━━━ TEXTO DE ORIGEM ━━━
Constitui prática de fim de ano olhar para o passado mais próximo e verificar quais os acontecimentos que mais marcaram o nosso quotidiano e sobreviveram à espuma dos dias. Essa análise tem várias dimensões e vertentes. Factos nacionais ou internacionais, eventos extraordinários que, pela sua originalidade ou natureza extrema e ferocidade, nos deixam com recordações, normalmente pouco agradáveis e que se integram na história que haveremos de revisitar. A par destas análises procura-se ainda identificar uma palavra, expressão ou imagem que transmita aquilo que deixa uma marca especial que nos liga ao acontecimento.
Estamos certos de que não será difícil encontrar um significativo consenso em torno do coronavírus e das situações decorrentes da sua disseminação, como seja, a pandemia ou o confinamento, que ficam de forma indelével como a marca registada daquele no sentimento de cada um. E apesar de ter ocupado, e de ainda ocupar primeiras páginas e sucessivas aberturas de noticiários de todo o mundo, há factos que marcaram o ano de 2020 cujo lastro deixa um registo para as páginas da história.
Na política nacional, e indo além dos efeitos da Covid-19 e das consequências diretas na governação, o que mais marca o ano é o desabar da geringonça e os conflitos no seio da esquerda, entre os que querem chegar ao governo e os que querem condicionar o poder, numa marcação ao executivo socialista, que já evidenciou melhores dias e começa a dar sinais de desgaste profundo, onde sobrevivência conjuga com continuidade e governação já não rima com estratégias de futuro.
No plano europeu, as perspetivas são sombrias, sobrevive-se mais do que se evolui. São visíveis as divergências entre os Estados-membros, os titulares de discurso de interesse nacional e a perda de sentido europeu, com uma falta de liderança carismática, pontualmente marcada pelo programa financeiro e uma resposta fundamental para evitar uma crise destrutiva do projeto comunitário.
━━━
Transcreva literalmente, do texto sobre o balanço do ano de 2020, tudo desde "No plano europeu, as" até "do projeto comunitário.".
━━━ REGISTOS DO CONJUNTO ━━━
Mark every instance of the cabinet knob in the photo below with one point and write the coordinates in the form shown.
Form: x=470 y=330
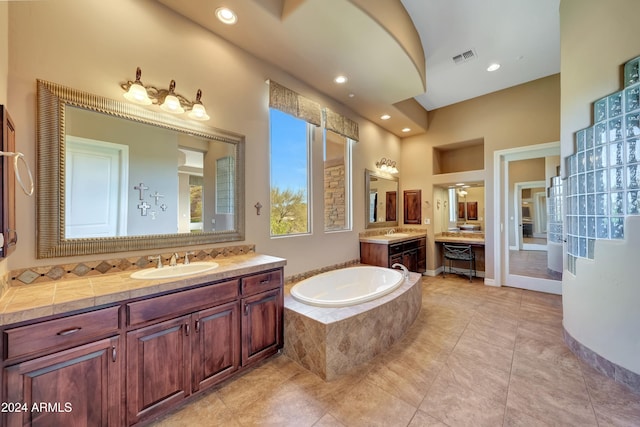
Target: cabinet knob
x=69 y=331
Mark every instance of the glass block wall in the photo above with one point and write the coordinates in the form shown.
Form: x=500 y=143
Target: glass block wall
x=603 y=182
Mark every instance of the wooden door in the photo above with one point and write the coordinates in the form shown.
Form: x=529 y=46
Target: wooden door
x=412 y=206
x=8 y=199
x=391 y=198
x=158 y=367
x=75 y=387
x=261 y=325
x=215 y=345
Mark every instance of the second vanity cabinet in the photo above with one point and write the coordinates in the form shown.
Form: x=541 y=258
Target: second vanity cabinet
x=130 y=362
x=410 y=252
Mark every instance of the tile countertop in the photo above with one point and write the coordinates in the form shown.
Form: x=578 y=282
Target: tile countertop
x=469 y=238
x=27 y=302
x=386 y=239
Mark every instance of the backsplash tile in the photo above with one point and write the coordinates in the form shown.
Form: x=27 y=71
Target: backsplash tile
x=28 y=276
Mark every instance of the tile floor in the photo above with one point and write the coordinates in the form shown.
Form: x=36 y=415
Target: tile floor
x=476 y=356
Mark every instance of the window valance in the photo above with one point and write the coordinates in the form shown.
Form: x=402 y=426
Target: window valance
x=290 y=102
x=341 y=125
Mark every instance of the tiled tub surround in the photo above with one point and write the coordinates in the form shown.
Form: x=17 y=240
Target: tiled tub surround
x=332 y=341
x=21 y=303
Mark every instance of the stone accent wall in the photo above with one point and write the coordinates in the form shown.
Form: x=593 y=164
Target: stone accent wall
x=335 y=207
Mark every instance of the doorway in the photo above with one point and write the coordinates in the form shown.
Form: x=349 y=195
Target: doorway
x=520 y=262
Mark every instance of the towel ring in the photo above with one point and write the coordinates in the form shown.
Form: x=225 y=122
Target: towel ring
x=16 y=156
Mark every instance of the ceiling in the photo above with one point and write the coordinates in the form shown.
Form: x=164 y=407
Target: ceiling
x=396 y=54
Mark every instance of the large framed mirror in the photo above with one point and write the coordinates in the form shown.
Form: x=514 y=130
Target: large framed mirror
x=381 y=200
x=116 y=177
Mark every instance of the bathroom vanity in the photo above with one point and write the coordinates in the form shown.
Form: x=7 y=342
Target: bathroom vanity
x=385 y=250
x=156 y=344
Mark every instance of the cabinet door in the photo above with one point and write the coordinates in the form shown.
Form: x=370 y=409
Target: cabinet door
x=158 y=367
x=410 y=259
x=216 y=345
x=75 y=387
x=261 y=325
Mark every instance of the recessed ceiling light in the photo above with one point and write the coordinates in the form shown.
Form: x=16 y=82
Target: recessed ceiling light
x=226 y=15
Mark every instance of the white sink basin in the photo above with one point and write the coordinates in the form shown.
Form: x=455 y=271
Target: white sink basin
x=175 y=271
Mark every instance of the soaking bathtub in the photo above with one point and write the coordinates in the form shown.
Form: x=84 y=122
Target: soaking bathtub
x=347 y=286
x=332 y=340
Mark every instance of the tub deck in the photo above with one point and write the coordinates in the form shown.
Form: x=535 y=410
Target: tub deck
x=330 y=341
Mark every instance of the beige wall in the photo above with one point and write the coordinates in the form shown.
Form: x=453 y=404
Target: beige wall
x=597 y=38
x=94 y=45
x=524 y=115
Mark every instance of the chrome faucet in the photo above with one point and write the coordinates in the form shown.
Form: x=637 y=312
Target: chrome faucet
x=174 y=259
x=157 y=258
x=405 y=270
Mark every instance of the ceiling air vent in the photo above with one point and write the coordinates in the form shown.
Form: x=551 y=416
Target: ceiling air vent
x=464 y=56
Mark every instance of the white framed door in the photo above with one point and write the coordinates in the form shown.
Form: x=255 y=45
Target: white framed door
x=503 y=222
x=96 y=176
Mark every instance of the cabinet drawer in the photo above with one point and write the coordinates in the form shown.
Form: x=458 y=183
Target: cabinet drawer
x=413 y=244
x=60 y=333
x=395 y=248
x=261 y=282
x=181 y=302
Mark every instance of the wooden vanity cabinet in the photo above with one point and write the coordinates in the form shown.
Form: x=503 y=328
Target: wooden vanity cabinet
x=62 y=372
x=125 y=364
x=412 y=253
x=170 y=358
x=262 y=319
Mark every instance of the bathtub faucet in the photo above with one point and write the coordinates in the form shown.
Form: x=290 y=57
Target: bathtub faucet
x=405 y=270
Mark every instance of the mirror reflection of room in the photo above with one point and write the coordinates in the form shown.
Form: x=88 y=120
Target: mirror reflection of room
x=156 y=181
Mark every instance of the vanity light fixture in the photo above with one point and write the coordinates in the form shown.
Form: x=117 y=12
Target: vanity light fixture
x=387 y=165
x=226 y=15
x=136 y=92
x=168 y=99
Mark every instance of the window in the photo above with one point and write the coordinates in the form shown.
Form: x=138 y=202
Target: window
x=290 y=172
x=196 y=183
x=337 y=182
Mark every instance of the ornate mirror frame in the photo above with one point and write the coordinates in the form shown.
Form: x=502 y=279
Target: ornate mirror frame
x=368 y=174
x=50 y=209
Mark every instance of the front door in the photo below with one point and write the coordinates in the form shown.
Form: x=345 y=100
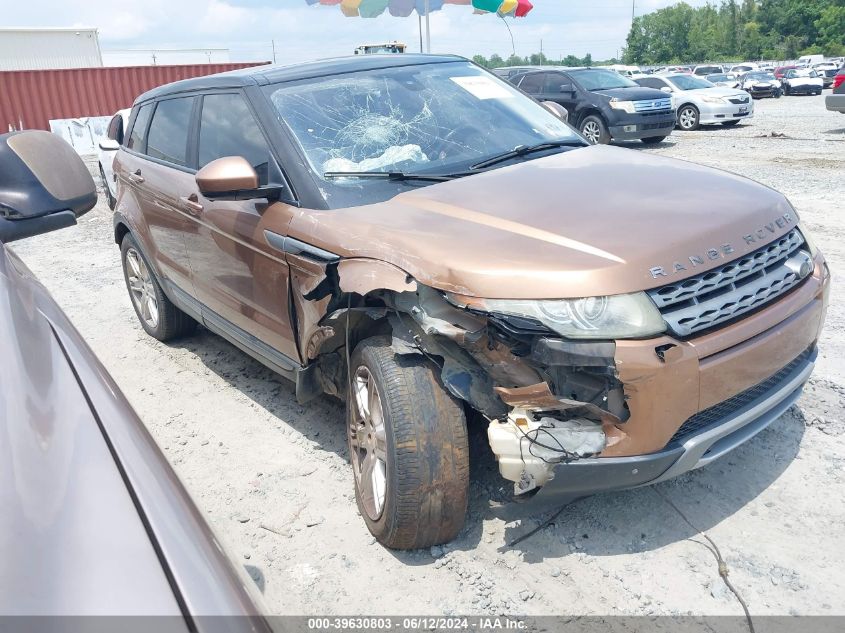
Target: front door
x=239 y=278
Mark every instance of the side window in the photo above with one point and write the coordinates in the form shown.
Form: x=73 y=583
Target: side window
x=533 y=84
x=228 y=128
x=139 y=128
x=168 y=137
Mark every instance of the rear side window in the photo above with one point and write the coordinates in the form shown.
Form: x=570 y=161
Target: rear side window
x=168 y=137
x=228 y=128
x=139 y=128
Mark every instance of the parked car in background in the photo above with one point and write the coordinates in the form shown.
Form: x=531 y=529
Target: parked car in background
x=741 y=69
x=603 y=105
x=707 y=69
x=698 y=102
x=827 y=71
x=723 y=80
x=761 y=84
x=802 y=81
x=780 y=71
x=94 y=521
x=107 y=148
x=835 y=101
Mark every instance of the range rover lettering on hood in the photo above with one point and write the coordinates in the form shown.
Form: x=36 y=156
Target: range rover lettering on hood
x=711 y=254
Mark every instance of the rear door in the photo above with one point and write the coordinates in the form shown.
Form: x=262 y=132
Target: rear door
x=154 y=169
x=240 y=279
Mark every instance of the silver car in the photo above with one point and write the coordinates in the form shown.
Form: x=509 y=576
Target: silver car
x=699 y=102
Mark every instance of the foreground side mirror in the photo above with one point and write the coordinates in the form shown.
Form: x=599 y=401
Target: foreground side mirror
x=44 y=185
x=558 y=110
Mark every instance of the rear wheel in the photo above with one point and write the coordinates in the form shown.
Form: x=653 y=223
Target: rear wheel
x=110 y=199
x=688 y=118
x=594 y=129
x=157 y=314
x=408 y=448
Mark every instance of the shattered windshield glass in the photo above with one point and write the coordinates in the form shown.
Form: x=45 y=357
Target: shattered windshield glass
x=428 y=118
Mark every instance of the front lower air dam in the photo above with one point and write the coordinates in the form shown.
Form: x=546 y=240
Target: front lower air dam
x=528 y=447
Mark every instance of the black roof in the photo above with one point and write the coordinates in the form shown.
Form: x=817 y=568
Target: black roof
x=270 y=74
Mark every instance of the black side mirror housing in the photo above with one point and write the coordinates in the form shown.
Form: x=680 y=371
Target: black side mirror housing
x=44 y=185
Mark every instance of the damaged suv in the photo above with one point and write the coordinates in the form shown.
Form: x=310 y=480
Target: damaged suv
x=419 y=238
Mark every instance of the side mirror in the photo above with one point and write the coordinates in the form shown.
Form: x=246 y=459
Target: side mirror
x=558 y=110
x=233 y=178
x=44 y=185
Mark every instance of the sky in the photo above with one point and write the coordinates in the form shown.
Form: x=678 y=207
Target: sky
x=247 y=28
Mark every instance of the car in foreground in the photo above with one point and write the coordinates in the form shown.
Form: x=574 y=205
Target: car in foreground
x=422 y=240
x=603 y=105
x=761 y=84
x=698 y=102
x=94 y=520
x=106 y=149
x=835 y=101
x=723 y=80
x=800 y=81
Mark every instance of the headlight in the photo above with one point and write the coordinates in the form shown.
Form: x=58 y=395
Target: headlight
x=616 y=316
x=627 y=106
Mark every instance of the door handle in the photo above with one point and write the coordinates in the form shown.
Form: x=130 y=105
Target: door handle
x=191 y=204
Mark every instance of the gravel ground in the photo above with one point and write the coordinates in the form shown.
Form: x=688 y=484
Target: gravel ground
x=273 y=480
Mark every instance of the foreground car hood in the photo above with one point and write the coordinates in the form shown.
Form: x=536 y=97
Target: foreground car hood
x=585 y=222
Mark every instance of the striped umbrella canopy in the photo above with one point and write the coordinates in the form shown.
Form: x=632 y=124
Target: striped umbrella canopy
x=404 y=8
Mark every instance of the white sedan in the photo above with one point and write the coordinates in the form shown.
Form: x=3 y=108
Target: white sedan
x=108 y=147
x=699 y=102
x=802 y=81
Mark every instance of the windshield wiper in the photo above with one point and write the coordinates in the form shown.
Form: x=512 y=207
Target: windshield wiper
x=388 y=175
x=524 y=150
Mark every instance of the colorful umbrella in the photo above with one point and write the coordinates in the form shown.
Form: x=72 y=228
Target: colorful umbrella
x=404 y=8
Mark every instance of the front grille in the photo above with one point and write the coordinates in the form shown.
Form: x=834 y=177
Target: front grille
x=652 y=105
x=718 y=413
x=736 y=288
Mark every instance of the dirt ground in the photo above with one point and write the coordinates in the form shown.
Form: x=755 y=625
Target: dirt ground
x=273 y=479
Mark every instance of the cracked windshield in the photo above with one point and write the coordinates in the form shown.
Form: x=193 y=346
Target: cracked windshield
x=436 y=119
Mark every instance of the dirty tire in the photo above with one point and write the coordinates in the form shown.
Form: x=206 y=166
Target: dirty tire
x=594 y=129
x=424 y=445
x=171 y=322
x=110 y=199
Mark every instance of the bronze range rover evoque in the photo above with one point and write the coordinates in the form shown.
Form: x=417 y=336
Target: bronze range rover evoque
x=419 y=238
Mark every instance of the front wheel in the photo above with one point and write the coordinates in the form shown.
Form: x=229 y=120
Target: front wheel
x=408 y=448
x=688 y=118
x=593 y=129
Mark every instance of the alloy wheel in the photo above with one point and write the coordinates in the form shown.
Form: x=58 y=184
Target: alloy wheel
x=368 y=443
x=591 y=132
x=141 y=288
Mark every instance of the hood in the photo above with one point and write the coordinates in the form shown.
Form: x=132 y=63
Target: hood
x=584 y=222
x=634 y=93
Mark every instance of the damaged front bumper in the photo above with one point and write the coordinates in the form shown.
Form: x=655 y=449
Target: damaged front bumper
x=727 y=426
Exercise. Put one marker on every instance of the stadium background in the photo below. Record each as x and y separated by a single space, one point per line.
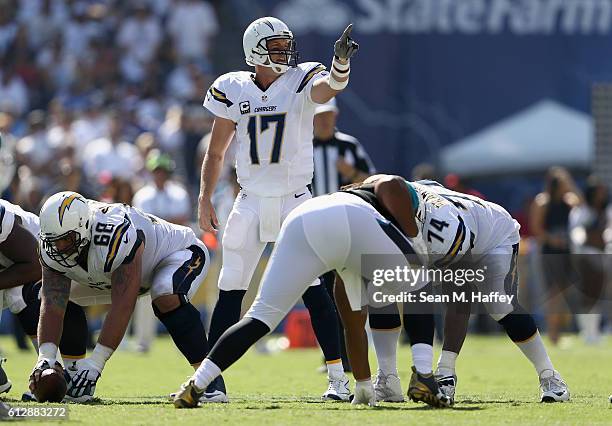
430 75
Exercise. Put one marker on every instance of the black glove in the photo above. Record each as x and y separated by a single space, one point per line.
345 47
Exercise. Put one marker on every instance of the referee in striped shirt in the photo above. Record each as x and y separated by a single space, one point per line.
339 160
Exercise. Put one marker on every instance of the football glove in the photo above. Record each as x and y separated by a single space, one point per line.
345 47
82 385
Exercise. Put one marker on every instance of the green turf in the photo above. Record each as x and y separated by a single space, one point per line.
496 385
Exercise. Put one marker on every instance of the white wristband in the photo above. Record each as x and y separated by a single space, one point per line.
47 351
339 70
335 84
100 355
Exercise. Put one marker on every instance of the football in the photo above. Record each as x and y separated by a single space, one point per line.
51 387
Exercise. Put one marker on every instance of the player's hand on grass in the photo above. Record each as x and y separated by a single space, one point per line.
82 385
41 366
345 47
207 218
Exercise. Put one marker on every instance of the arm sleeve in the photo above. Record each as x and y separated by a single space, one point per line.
124 242
313 72
7 220
217 101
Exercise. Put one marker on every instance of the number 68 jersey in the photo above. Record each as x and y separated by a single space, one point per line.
274 129
117 231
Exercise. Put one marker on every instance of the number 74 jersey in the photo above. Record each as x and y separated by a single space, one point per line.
454 224
274 127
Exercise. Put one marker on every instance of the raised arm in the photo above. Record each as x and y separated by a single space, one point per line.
326 88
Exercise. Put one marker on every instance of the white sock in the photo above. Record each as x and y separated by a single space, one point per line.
446 363
335 369
206 373
534 350
422 357
385 344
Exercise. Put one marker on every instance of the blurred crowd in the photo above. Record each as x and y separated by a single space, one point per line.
93 94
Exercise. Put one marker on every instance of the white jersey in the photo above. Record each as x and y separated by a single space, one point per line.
117 231
274 129
453 224
8 212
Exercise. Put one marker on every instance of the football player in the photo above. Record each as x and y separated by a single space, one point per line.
20 274
453 227
326 233
113 253
270 114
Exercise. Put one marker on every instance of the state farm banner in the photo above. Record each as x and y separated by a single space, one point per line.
430 72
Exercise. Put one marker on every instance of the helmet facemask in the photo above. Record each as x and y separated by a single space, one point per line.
70 247
278 59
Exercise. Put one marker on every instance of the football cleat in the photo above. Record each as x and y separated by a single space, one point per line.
188 395
28 397
388 388
552 387
215 392
448 385
364 395
423 387
338 389
5 383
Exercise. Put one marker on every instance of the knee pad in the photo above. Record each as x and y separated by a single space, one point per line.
386 318
317 300
187 331
419 328
519 325
73 344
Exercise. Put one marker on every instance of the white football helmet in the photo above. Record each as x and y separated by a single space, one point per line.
65 216
255 44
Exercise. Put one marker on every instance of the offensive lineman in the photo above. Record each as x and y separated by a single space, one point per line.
270 113
455 225
19 275
113 253
326 233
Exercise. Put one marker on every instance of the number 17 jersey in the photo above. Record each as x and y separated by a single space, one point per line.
274 128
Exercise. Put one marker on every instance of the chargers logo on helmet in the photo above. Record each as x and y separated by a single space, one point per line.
64 227
257 51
━━━
# [RESPOSTA]
No plano europeu, as perspetivas são sombrias, sobrevive-se mais do que se evolui. São visíveis as divergências entre os Estados-membros, os titulares de discurso de interesse nacional e a perda de sentido europeu, com uma falta de liderança carismática, pontualmente marcada pelo programa financeiro e uma resposta fundamental para evitar uma crise destrutiva do projeto comunitário.